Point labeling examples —
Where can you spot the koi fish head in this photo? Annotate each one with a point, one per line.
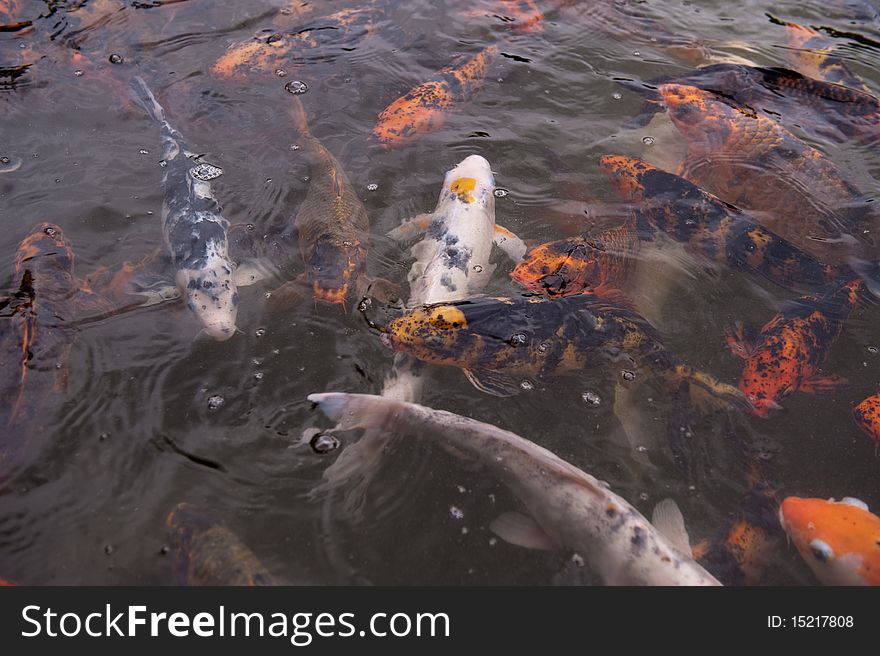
(471, 182)
(560, 268)
(433, 333)
(840, 540)
(47, 256)
(212, 296)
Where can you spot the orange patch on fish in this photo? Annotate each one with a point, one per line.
(463, 187)
(867, 417)
(424, 108)
(839, 540)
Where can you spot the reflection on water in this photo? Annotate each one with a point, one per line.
(154, 415)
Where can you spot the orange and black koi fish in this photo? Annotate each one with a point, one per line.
(206, 552)
(812, 54)
(795, 191)
(867, 417)
(822, 109)
(707, 226)
(580, 264)
(39, 331)
(263, 55)
(741, 553)
(424, 108)
(499, 342)
(839, 540)
(789, 352)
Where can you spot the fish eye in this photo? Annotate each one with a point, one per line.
(821, 550)
(433, 341)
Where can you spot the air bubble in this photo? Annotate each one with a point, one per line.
(296, 87)
(206, 172)
(324, 443)
(9, 164)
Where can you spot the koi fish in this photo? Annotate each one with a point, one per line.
(196, 234)
(867, 417)
(263, 55)
(588, 263)
(40, 329)
(498, 342)
(789, 352)
(840, 540)
(811, 54)
(424, 108)
(708, 227)
(822, 109)
(451, 262)
(753, 163)
(332, 226)
(206, 552)
(567, 508)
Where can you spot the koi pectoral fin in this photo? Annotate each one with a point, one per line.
(739, 343)
(411, 228)
(828, 384)
(509, 243)
(523, 531)
(492, 382)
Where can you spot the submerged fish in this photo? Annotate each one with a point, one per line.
(498, 342)
(822, 109)
(424, 108)
(591, 263)
(196, 234)
(206, 552)
(286, 51)
(451, 262)
(867, 417)
(788, 354)
(708, 227)
(753, 163)
(332, 226)
(812, 54)
(840, 540)
(39, 329)
(567, 508)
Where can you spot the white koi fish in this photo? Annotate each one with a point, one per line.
(567, 508)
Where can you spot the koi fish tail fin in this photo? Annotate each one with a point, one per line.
(870, 273)
(709, 394)
(298, 114)
(146, 100)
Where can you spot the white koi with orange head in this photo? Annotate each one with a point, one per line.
(840, 540)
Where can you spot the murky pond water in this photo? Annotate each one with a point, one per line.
(154, 414)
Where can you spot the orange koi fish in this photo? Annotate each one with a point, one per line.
(789, 352)
(423, 109)
(840, 540)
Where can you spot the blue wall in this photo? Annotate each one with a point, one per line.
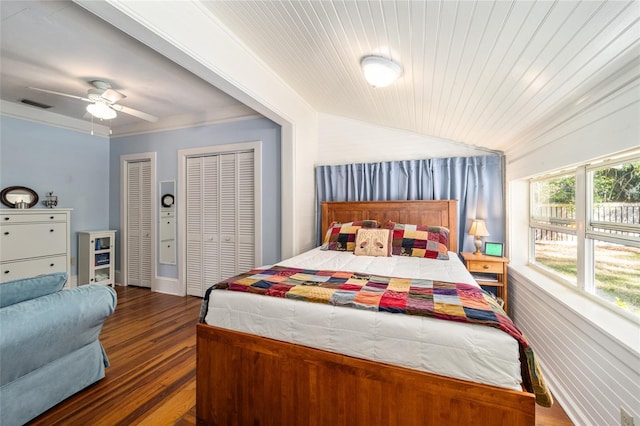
(166, 144)
(72, 164)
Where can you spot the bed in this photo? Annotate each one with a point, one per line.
(309, 376)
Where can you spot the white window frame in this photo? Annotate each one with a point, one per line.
(584, 229)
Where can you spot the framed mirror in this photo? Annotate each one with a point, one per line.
(15, 194)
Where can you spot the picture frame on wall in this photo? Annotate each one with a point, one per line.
(493, 249)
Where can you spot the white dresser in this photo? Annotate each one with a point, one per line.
(34, 242)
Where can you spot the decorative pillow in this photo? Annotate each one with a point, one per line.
(12, 292)
(431, 242)
(373, 242)
(342, 236)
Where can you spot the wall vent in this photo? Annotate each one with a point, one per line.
(35, 104)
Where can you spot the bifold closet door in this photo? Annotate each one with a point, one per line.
(220, 218)
(139, 224)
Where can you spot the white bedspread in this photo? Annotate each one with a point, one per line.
(464, 351)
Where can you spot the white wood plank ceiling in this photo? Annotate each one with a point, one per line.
(477, 72)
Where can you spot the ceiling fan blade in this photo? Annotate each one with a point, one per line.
(135, 113)
(60, 94)
(112, 96)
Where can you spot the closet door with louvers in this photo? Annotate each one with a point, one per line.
(220, 218)
(139, 224)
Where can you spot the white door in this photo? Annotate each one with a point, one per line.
(139, 222)
(220, 209)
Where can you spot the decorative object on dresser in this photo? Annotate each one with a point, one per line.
(96, 257)
(478, 229)
(493, 249)
(18, 197)
(489, 271)
(51, 201)
(34, 242)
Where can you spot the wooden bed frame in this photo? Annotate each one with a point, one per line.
(244, 379)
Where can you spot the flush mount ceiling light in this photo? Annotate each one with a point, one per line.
(101, 110)
(379, 71)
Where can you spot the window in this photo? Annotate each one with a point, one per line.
(585, 229)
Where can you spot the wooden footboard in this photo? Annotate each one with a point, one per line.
(248, 380)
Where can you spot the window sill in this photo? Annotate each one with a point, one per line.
(618, 326)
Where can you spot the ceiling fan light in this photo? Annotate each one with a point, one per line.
(101, 110)
(379, 71)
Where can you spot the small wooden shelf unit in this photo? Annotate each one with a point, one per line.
(493, 268)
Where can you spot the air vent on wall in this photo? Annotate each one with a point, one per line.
(35, 104)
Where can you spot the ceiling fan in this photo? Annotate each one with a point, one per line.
(103, 102)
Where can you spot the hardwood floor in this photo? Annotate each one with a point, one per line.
(150, 342)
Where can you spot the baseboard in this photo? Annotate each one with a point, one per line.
(167, 285)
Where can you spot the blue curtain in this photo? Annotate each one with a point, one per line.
(476, 182)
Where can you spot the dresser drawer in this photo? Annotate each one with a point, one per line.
(9, 218)
(481, 266)
(33, 240)
(30, 268)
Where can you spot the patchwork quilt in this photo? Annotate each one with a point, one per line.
(448, 301)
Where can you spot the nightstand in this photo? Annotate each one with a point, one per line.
(489, 271)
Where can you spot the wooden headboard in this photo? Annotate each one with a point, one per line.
(433, 213)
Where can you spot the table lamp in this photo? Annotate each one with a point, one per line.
(479, 229)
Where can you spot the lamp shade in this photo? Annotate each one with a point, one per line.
(379, 71)
(101, 110)
(478, 228)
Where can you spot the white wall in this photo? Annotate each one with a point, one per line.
(344, 141)
(187, 33)
(590, 355)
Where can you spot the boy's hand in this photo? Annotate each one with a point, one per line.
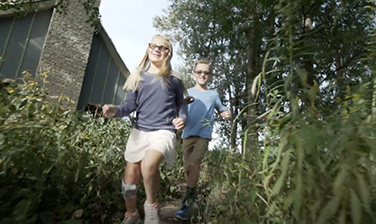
(179, 123)
(189, 99)
(109, 111)
(226, 114)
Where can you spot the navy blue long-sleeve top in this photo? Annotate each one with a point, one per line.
(156, 104)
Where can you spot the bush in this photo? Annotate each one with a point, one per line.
(55, 161)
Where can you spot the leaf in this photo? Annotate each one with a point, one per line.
(364, 192)
(355, 207)
(339, 181)
(283, 121)
(330, 209)
(71, 221)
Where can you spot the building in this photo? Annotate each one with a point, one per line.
(82, 61)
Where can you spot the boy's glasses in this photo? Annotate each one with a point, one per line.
(202, 72)
(162, 48)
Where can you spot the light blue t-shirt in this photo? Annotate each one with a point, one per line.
(200, 118)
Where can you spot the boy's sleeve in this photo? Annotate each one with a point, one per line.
(129, 105)
(218, 104)
(181, 107)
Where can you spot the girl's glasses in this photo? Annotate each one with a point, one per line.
(162, 48)
(202, 72)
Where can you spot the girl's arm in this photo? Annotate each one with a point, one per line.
(180, 102)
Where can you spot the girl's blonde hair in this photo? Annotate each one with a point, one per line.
(165, 71)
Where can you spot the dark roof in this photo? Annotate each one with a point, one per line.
(112, 50)
(29, 7)
(41, 5)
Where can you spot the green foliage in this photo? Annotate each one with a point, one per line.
(55, 161)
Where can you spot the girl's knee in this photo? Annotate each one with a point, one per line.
(150, 166)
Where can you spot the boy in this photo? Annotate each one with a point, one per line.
(199, 127)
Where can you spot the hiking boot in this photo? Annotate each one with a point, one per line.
(129, 191)
(131, 218)
(151, 214)
(183, 213)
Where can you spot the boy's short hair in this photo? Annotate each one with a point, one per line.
(204, 61)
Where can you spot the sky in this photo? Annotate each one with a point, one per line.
(129, 24)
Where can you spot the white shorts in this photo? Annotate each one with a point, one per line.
(139, 142)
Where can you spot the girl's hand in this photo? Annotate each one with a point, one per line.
(226, 114)
(179, 123)
(109, 111)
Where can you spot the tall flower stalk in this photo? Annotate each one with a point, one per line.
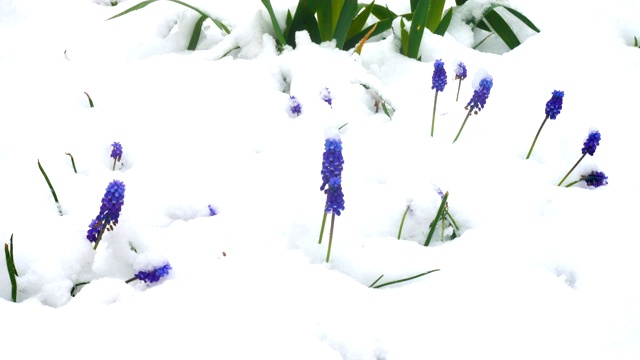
(552, 110)
(478, 100)
(438, 81)
(589, 147)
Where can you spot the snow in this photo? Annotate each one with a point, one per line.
(538, 271)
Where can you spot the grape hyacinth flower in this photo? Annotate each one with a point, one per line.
(552, 110)
(461, 74)
(326, 96)
(438, 82)
(109, 215)
(116, 153)
(294, 106)
(595, 179)
(589, 147)
(478, 100)
(153, 275)
(332, 165)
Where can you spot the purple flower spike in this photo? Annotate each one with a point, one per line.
(439, 78)
(332, 161)
(480, 95)
(592, 142)
(153, 275)
(554, 105)
(595, 179)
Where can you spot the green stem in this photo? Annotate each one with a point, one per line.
(463, 123)
(574, 166)
(73, 163)
(433, 117)
(333, 218)
(53, 192)
(404, 216)
(324, 220)
(537, 134)
(432, 226)
(403, 280)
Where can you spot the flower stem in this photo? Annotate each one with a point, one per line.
(537, 134)
(324, 221)
(333, 218)
(404, 216)
(433, 117)
(463, 123)
(574, 166)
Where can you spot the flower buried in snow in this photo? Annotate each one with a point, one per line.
(153, 275)
(480, 95)
(439, 78)
(335, 197)
(554, 105)
(294, 106)
(332, 161)
(591, 143)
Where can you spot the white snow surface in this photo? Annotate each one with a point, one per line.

Aim —
Output only the lines running from the line with "Where can you spot the purple" through the final line of the data, inclusive.

Complete response —
Where can you spot the purple flower spike in this photo? Annotate each one with a point, one per line.
(439, 78)
(332, 161)
(480, 95)
(592, 142)
(153, 275)
(554, 105)
(595, 179)
Where can you spot the green stem in this photo? Annotate each one with a point, one per line.
(463, 123)
(574, 166)
(73, 163)
(433, 117)
(333, 218)
(53, 192)
(404, 216)
(324, 220)
(537, 134)
(432, 226)
(403, 280)
Where can you spot the flower stem in this photo? Annotate each one with a point, one per line.
(537, 134)
(324, 221)
(333, 218)
(404, 216)
(433, 117)
(463, 123)
(574, 166)
Where can you spot the flower buried in snow in this photo? Annotate each one with a point, one per line.
(153, 275)
(480, 95)
(439, 78)
(335, 197)
(554, 105)
(294, 106)
(332, 161)
(591, 143)
Where can you spot the white snow surface in this photo? Annotate each one with a point, one per line.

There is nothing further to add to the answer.